## BEGIN
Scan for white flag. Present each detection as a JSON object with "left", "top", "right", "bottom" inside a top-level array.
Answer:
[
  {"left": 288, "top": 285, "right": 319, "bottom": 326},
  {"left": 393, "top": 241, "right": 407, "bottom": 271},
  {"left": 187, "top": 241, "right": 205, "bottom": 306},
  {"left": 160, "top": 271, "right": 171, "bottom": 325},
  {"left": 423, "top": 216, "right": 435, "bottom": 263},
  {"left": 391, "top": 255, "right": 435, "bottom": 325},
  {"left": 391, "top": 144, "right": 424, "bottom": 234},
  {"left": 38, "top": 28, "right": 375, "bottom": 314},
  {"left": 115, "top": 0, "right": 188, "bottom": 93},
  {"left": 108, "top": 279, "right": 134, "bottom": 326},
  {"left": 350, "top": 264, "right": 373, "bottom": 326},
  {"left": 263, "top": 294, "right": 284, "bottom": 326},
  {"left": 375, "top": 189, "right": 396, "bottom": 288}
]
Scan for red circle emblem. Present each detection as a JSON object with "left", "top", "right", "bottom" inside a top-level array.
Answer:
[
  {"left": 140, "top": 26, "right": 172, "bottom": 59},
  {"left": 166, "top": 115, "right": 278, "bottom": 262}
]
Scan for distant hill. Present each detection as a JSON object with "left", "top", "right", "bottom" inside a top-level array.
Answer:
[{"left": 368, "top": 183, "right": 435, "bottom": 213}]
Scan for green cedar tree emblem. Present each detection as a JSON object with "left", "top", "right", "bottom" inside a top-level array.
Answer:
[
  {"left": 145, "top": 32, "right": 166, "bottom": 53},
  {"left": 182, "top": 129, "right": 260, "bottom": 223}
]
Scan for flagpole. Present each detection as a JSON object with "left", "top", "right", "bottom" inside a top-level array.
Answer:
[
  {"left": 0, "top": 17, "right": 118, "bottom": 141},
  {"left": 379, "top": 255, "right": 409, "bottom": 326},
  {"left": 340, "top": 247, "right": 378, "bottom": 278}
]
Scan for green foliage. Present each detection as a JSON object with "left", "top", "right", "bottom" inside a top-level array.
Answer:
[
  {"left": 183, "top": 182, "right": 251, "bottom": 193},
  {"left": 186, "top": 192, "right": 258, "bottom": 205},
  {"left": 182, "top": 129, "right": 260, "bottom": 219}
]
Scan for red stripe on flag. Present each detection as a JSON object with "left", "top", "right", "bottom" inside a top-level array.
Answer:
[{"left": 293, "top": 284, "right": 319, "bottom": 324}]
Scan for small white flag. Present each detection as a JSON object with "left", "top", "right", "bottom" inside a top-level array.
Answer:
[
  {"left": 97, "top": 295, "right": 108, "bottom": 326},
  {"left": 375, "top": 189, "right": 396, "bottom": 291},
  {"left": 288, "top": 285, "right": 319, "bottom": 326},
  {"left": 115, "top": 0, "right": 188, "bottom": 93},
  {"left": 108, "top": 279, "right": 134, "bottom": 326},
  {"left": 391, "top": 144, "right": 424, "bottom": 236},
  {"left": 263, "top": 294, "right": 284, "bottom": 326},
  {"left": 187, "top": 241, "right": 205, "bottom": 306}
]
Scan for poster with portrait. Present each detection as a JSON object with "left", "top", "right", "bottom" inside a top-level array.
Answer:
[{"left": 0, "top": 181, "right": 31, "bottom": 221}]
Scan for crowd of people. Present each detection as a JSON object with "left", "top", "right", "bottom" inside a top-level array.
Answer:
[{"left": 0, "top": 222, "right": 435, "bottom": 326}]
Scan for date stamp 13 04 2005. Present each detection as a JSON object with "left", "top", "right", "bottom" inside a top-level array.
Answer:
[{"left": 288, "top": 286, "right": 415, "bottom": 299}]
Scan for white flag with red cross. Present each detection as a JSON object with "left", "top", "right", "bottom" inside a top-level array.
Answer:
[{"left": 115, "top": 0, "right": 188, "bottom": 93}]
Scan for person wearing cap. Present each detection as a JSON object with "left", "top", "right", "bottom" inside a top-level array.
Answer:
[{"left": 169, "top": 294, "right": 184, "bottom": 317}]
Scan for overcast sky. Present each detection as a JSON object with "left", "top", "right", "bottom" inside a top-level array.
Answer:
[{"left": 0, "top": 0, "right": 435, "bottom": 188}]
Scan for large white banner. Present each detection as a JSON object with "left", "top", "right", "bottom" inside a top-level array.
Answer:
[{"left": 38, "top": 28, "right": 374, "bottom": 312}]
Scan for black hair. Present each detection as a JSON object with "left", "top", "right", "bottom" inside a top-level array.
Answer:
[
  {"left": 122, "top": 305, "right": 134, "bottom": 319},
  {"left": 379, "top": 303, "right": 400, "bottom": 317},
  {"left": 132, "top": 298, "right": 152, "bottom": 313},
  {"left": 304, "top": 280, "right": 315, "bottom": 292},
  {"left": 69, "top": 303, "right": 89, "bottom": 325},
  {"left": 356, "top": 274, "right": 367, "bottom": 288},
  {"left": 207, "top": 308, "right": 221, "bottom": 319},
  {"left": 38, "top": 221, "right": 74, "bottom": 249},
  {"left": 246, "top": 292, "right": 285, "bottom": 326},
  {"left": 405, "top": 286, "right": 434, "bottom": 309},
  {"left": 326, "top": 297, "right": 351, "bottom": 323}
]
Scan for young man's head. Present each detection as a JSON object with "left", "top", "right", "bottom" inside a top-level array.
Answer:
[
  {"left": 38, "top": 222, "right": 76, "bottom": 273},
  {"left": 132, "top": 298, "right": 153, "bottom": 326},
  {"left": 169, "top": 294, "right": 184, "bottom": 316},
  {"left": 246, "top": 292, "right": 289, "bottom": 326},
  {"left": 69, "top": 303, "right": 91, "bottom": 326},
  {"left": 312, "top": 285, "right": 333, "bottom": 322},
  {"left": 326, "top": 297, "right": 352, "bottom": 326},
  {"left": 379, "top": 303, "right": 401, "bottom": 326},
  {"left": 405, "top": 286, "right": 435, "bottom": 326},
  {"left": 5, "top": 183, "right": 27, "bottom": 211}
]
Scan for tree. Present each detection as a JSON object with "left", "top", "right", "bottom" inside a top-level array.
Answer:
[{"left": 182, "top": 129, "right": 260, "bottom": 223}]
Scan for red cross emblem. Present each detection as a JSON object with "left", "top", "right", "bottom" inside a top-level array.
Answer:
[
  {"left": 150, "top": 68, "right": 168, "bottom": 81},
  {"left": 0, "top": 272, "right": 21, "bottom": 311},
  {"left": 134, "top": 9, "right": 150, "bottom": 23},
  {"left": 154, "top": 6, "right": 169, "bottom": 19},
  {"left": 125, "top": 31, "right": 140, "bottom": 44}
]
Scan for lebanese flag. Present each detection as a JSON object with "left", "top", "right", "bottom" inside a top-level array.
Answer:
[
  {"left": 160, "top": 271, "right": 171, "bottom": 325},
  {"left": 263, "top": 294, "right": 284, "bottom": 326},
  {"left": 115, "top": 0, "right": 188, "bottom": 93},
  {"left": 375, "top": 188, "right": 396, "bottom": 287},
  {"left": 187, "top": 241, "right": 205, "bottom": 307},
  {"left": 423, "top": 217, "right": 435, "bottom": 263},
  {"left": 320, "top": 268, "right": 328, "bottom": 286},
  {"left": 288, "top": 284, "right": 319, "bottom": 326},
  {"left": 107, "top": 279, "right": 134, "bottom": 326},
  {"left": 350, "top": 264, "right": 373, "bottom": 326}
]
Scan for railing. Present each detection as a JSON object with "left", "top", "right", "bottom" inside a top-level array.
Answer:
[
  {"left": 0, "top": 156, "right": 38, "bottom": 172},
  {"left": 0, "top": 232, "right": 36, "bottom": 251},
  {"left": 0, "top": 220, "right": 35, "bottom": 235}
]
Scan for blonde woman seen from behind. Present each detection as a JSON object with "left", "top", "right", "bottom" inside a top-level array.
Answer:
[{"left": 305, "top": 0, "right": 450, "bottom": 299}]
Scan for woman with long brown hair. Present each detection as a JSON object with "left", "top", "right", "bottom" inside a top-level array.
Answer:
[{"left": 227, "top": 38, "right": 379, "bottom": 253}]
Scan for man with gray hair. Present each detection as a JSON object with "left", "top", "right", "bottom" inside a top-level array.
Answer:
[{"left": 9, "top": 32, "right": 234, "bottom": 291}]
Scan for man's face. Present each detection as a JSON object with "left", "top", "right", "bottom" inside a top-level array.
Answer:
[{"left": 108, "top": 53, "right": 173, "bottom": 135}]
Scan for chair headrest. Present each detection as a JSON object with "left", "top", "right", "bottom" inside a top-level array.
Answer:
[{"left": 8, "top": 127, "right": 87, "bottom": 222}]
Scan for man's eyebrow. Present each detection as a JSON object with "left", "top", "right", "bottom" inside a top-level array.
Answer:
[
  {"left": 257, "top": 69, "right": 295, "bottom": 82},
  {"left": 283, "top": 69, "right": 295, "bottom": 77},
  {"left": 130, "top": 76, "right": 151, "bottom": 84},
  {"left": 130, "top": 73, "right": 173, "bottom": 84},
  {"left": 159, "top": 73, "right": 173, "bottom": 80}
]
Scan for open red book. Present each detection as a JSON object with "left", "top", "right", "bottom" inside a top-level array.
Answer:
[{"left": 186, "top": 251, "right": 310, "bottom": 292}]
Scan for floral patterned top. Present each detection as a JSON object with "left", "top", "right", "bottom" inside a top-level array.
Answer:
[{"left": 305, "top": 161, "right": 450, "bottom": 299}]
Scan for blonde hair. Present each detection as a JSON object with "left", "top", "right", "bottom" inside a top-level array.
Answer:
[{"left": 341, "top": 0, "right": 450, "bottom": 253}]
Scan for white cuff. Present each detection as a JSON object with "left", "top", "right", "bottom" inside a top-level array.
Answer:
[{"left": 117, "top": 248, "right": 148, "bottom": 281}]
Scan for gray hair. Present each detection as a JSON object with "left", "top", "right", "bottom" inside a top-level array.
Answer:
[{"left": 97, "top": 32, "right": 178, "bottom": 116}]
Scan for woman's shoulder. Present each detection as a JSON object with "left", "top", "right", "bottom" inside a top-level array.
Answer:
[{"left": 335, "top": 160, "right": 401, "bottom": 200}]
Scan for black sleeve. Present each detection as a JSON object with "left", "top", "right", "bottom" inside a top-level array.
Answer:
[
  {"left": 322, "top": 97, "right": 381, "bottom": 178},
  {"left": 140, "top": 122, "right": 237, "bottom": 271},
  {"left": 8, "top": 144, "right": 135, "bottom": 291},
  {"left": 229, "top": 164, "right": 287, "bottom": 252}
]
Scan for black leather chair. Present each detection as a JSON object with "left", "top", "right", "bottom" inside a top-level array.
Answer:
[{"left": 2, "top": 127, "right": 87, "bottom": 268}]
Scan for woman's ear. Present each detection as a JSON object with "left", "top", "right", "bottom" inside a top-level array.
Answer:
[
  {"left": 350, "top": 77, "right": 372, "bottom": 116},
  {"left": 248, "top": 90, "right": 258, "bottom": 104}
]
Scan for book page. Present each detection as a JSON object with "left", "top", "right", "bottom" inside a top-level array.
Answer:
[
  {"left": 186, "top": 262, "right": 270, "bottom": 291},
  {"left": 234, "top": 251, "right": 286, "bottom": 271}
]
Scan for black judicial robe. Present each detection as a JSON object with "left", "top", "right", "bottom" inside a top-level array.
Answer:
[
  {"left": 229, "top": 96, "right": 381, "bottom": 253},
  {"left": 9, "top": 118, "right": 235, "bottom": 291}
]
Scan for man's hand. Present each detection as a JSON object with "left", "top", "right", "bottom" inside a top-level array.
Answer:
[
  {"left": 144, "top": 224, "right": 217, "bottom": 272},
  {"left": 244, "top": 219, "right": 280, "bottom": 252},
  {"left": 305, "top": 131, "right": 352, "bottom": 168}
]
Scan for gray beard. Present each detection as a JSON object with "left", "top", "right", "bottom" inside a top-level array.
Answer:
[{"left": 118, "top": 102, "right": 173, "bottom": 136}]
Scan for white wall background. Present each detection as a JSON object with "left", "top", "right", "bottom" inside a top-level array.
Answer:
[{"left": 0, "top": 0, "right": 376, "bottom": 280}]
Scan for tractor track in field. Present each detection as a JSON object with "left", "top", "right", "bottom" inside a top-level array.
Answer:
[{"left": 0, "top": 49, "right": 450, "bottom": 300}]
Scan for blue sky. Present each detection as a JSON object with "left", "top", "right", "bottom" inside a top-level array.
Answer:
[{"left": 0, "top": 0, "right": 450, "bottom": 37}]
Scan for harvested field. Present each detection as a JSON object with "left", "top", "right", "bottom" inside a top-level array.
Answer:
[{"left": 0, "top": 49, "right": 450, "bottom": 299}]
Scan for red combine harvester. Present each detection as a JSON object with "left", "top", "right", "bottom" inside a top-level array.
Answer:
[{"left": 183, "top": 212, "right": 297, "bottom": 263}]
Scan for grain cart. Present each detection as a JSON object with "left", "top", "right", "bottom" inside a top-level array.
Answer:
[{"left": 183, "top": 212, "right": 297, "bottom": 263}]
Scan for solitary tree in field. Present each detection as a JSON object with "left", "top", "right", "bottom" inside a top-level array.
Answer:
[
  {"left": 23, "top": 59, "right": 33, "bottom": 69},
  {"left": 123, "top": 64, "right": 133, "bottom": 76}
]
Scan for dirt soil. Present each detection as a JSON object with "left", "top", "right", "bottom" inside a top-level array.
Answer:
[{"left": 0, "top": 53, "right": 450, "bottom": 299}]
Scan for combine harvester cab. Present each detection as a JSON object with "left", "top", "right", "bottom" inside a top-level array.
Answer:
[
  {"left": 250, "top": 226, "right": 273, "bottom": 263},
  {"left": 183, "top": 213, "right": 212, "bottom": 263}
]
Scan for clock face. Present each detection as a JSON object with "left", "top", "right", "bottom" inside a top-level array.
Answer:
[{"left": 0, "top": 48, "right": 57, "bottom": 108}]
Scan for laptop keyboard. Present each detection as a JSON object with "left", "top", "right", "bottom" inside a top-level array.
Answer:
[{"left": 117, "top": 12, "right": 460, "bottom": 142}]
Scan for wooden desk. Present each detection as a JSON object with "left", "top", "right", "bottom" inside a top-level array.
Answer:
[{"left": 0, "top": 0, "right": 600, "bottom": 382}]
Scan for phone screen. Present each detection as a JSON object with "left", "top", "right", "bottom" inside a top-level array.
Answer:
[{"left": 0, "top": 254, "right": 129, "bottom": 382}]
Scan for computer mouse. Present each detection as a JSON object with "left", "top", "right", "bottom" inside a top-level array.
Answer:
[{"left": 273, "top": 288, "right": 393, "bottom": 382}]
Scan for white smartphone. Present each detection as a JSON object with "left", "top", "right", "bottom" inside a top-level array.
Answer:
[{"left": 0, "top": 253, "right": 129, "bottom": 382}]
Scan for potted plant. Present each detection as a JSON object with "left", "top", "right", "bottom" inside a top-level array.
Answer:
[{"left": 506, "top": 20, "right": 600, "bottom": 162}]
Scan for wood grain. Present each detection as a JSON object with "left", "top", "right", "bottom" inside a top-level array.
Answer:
## END
* What the task asks
Render every line of the listing above, from the line containing "Scan for laptop" through the final line of the listing inclusive, as a JSON list of strings with one string per line, and omit any blank lines.

* Reply
[
  "Scan for laptop keyboard. Present each detection as a JSON object with \"left\", \"top\", \"right\", \"bottom\" inside a top-level array.",
  "Answer:",
  "[{\"left\": 117, \"top\": 12, \"right\": 460, \"bottom\": 142}]",
  "Scan for wooden desk. Present each detection as a JSON object with \"left\", \"top\", \"right\", \"bottom\" inside a top-level array.",
  "Answer:",
  "[{\"left\": 0, \"top\": 0, \"right\": 600, \"bottom\": 382}]",
  "Scan for phone screen. Present each detection as a JSON object with \"left\", \"top\", \"right\", \"bottom\" inside a top-level array.",
  "Answer:",
  "[{\"left\": 0, \"top\": 254, \"right\": 129, \"bottom\": 382}]",
  "Scan for computer mouse. Present each detection as a JSON object with \"left\", \"top\", \"right\", \"bottom\" inside a top-level array.",
  "Answer:",
  "[{\"left\": 273, \"top\": 288, \"right\": 393, \"bottom\": 382}]",
  "Scan for white smartphone. Present each detection as a JSON object with \"left\", \"top\", \"right\", \"bottom\" inside a top-level array.",
  "Answer:",
  "[{\"left\": 0, \"top\": 253, \"right\": 129, \"bottom\": 382}]",
  "Scan for potted plant. Present each detection as a JSON object with \"left\", \"top\", \"right\", \"bottom\" inside a top-level array.",
  "Answer:",
  "[{\"left\": 506, \"top\": 20, \"right\": 600, \"bottom\": 162}]",
  "Scan for wood grain. Present each detection as a JSON object with \"left\", \"top\", \"right\", \"bottom\" inside a top-level array.",
  "Answer:"
]